- [Activity]
Each line below containing the word "beach" needs to be shown.

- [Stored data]

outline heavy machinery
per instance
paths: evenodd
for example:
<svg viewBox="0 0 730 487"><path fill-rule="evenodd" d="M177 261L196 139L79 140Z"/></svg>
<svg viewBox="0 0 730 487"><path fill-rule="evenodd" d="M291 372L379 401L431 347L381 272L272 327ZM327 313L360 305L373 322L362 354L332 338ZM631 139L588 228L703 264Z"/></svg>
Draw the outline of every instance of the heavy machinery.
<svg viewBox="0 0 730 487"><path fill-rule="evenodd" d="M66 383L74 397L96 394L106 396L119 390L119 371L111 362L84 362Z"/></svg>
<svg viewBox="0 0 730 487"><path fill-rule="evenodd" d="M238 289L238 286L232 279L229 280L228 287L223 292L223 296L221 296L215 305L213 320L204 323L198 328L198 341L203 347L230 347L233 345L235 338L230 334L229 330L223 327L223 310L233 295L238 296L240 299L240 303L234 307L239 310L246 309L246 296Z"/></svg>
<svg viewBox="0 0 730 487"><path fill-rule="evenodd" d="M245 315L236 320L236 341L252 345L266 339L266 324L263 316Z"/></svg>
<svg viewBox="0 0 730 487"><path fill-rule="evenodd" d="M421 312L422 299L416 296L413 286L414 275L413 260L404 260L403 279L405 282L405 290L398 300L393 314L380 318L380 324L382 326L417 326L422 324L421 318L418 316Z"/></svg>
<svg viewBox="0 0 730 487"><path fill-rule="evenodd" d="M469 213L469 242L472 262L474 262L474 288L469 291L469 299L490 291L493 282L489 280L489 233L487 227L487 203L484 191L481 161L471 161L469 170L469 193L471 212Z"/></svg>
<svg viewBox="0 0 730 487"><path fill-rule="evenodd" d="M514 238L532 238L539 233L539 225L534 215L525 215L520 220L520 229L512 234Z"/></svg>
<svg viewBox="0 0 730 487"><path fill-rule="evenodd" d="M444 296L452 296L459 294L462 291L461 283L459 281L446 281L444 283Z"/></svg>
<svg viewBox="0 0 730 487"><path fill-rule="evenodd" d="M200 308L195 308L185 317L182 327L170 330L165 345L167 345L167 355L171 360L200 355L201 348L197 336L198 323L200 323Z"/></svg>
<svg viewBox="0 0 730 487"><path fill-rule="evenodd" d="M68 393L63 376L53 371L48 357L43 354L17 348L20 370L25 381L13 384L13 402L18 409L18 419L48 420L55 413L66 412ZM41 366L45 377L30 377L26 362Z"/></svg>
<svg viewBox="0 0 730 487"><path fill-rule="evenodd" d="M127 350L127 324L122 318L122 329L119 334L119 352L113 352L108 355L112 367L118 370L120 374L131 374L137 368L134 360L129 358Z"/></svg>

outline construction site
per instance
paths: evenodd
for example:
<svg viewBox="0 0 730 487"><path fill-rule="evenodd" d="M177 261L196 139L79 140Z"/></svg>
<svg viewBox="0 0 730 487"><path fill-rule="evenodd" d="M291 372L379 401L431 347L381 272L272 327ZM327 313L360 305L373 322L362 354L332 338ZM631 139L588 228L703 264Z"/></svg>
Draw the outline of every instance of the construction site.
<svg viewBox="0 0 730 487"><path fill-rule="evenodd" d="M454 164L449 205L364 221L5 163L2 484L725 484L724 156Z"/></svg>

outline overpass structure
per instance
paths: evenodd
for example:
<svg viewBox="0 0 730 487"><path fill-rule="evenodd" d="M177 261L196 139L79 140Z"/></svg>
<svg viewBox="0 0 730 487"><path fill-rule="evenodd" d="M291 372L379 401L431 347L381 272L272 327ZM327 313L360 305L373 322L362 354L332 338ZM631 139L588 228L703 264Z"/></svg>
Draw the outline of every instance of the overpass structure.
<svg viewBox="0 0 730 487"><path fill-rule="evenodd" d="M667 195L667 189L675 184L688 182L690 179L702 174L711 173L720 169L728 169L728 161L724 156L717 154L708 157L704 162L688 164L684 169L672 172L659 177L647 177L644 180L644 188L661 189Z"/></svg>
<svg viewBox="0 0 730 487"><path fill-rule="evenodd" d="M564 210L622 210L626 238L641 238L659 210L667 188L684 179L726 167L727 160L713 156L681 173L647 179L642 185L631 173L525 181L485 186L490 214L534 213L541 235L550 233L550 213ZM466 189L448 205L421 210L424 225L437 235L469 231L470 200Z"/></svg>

==

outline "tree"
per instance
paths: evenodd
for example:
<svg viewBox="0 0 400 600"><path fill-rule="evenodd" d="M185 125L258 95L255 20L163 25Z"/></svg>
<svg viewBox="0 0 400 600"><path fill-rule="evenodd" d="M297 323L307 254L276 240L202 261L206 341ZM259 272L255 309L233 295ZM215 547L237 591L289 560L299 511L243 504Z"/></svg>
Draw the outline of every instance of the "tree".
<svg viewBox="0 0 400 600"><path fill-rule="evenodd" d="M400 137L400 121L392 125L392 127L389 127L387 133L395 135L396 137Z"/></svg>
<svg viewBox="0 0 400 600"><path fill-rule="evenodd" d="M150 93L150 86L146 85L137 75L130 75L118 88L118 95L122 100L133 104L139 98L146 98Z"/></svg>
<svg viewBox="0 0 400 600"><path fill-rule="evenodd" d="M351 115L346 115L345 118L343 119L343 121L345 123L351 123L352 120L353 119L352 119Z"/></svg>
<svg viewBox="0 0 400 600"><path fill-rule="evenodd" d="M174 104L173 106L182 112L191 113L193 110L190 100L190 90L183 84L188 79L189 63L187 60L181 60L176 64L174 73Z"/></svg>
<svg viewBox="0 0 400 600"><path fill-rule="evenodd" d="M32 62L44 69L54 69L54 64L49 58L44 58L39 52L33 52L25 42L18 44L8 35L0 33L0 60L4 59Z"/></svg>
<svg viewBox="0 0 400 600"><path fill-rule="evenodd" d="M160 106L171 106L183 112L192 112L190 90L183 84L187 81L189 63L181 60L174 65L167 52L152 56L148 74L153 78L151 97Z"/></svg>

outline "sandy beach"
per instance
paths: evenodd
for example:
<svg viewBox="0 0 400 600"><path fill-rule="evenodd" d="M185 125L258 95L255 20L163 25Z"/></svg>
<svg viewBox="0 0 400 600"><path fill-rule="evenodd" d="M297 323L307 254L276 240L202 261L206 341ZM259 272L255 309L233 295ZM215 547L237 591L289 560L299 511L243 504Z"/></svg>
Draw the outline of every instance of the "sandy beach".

- [Answer section]
outline "sandy beach"
Draw the outline of every instance of the "sandy beach".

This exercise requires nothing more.